Written exercise:
Rewrite the lines from the line with "Would it be possible for you to find the black" to the line with "567, 336, 597, 389" as a Markdown table with the columns Row and Line, numbering each line and leaving out any blank lines.

Supplied material:
○ ○ ○ ○ ○ ○ ○

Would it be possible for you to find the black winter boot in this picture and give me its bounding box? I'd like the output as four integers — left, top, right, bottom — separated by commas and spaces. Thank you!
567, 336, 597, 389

○ ○ ○ ○ ○ ○ ○

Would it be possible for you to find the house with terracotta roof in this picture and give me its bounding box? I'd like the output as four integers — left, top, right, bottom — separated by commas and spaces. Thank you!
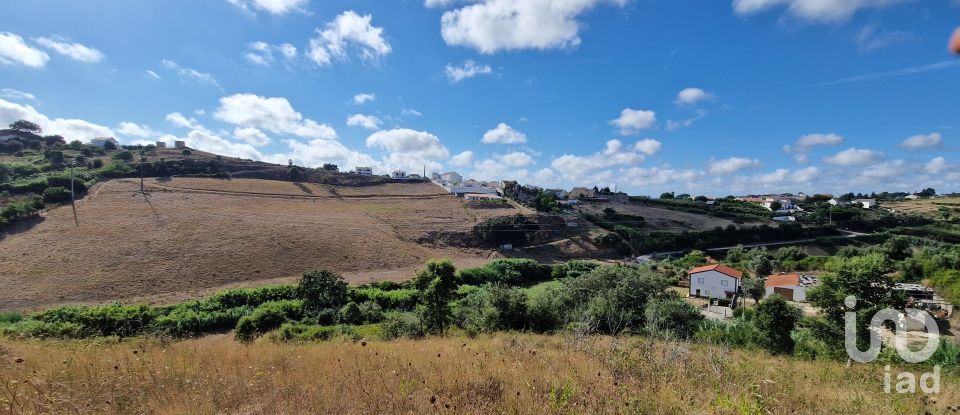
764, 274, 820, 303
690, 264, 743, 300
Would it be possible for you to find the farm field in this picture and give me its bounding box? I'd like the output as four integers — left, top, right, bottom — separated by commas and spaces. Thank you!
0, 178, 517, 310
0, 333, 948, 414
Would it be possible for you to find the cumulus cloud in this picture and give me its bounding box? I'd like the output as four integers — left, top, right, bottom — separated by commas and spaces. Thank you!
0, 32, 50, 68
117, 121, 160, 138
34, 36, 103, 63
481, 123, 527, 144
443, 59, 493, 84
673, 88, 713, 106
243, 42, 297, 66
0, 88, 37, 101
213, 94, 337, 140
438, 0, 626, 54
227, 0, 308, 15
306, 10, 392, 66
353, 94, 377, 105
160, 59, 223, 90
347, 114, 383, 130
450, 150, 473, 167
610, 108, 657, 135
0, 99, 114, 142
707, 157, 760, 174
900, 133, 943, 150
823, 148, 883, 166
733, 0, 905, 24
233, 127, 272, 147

○ ○ ○ ○ ○ ○ ○

Task response:
| Row | Line |
|---|---|
| 1 | Would it be possible for you to find the black winter boot in this picture and give me its bounding box? I'd like the output as four integers — left, top, right, bottom — separated by commas and spaces. Thank you! |
| 2 | 567, 336, 597, 389 |